The cost – so far – of the deal to use Manston airport for Operation Stack

Manston airport site

A Government arrangement to use the former Manston airport site as an emergency lorry park for Operation Stack has so far cost more than £5.7 million.

The deal was first signed between owners Stone Hill Park and the Department for Transport to use the land in August 2015. A two year extension was agreed in November 2017, meaning the site can be used for Stack until December 31, 2019. The arrangement had been due to finish at the end of last month.

The government says the airport land will “continue to be used during severe cross-Channel disruption, helping to further reduce the impact on Kent,” following the collapse of plans for a lorry park at Stanford West, near Ashford.

A Freedom of Information request has now revealed that between August 2015 and December 2017, the Department for Transport paid Stone Hill Park £5,742,011 – despite never using the site.

Stack area in dark outline, red outline is the Manston airport/SHP site

Highways England is currently developing new plans for a permanent solution congestion on Kent roads caused by cross-channel disruption. The plans include finding a site for a permanent lorry park.

A consultation on those plans is set to take place this year, ahead of a planning application in 2019.

▶ _DATASET_:

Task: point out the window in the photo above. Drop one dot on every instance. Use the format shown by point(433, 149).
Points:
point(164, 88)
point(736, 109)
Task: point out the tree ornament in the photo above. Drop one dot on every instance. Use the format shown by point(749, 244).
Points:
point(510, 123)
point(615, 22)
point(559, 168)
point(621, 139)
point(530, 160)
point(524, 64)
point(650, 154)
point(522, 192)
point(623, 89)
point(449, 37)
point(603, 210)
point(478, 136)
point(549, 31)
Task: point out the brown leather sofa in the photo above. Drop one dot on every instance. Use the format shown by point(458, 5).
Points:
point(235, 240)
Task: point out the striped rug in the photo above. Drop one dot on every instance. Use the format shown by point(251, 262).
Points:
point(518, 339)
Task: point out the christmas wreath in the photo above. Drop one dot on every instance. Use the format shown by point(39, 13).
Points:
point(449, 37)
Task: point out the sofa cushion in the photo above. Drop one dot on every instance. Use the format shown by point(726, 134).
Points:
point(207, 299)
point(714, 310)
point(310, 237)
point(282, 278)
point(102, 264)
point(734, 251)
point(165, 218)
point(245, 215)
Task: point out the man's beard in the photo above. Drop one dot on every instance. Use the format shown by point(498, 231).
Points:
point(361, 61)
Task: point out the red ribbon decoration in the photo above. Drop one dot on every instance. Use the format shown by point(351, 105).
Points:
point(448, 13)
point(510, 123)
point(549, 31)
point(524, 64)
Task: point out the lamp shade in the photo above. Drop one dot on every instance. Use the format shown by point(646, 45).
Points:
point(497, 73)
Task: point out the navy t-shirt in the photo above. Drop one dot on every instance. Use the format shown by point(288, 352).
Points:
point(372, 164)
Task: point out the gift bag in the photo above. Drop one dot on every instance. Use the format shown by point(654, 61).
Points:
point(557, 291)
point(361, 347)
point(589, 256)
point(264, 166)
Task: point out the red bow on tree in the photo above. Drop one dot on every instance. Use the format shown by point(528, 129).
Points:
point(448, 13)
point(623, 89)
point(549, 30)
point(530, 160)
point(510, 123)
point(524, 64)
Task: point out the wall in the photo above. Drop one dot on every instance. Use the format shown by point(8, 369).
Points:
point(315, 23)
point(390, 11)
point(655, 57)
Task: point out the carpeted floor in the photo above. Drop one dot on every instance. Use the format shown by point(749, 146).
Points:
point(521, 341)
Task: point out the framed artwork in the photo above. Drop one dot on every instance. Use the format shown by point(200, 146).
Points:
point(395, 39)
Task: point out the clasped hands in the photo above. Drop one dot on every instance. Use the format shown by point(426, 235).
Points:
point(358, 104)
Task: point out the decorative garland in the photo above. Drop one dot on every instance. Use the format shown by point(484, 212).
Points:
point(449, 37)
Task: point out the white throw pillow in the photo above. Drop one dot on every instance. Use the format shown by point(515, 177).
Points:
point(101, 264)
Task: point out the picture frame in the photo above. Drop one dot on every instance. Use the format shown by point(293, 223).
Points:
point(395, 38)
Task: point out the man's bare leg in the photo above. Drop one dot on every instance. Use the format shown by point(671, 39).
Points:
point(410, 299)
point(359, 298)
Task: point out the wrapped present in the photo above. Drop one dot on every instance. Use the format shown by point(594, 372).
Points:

▶ _WORK TO DO_: Pick up the article above on the Manston airport lorry park arrangement after its final sentence, and continue it.

▶ _RESPONSE_:
The deal to use Manston as a short-term solution was first struck with Stone Hill Park following a Summer of disruption in 2015 due to French strikes and growing migrant camps in Calais, with many attempts to illegally enter the UK through Dover and the Channel Tunnel.

The aim was to park lorries up at the site and so reduce pressure on the M20.

Work to prepare the site included fitting floodlighting and painting lines for parking HGVs up as well as adding toilets and shower blocks.

Stone Hill says the agreement is subject to review on a regular basis, most recently in November 2017.

Ray Mallon, spokesman for Stone Hill Park, said: “We were approached by the Department for Transport with a view to entering into a commercial agreement for our site to be used as an emergency lorry park.

“A significant amount was spent preparing the site for HGVs to park there, including works to the runway parking area, toilet facilities and security. We also have agreements with a number of companies to ensure we’re able to have the site ready to receive lorries within three hours of being notified.

“We have also ploughed money back into our development plans for the site.  These plans – if granted planning consent – will deliver millions of pounds of private sector investment for Thanet that will dwarf anything we have received to date, including: three new schools; the first part of a new strategic road link to Westwood Cross; a hi-tech business park plus regionally significant sports, leisure and heritage attractions that will create jobs and boost the area’s economy.”

 

Read here for the routes while Manston airfield is in use during Operation Stack

14 Comments

  1. Who said there was no such thing as “Money for Nothing” ?
    Sadly. It OUR taxpayers cash being trousered by Messers Cartner & Musgrove ….

  2. With TDC making it clear that they will not permit plans for a mixed development for the site, the prospects for a permanent lorry-park there must have increased dramatically.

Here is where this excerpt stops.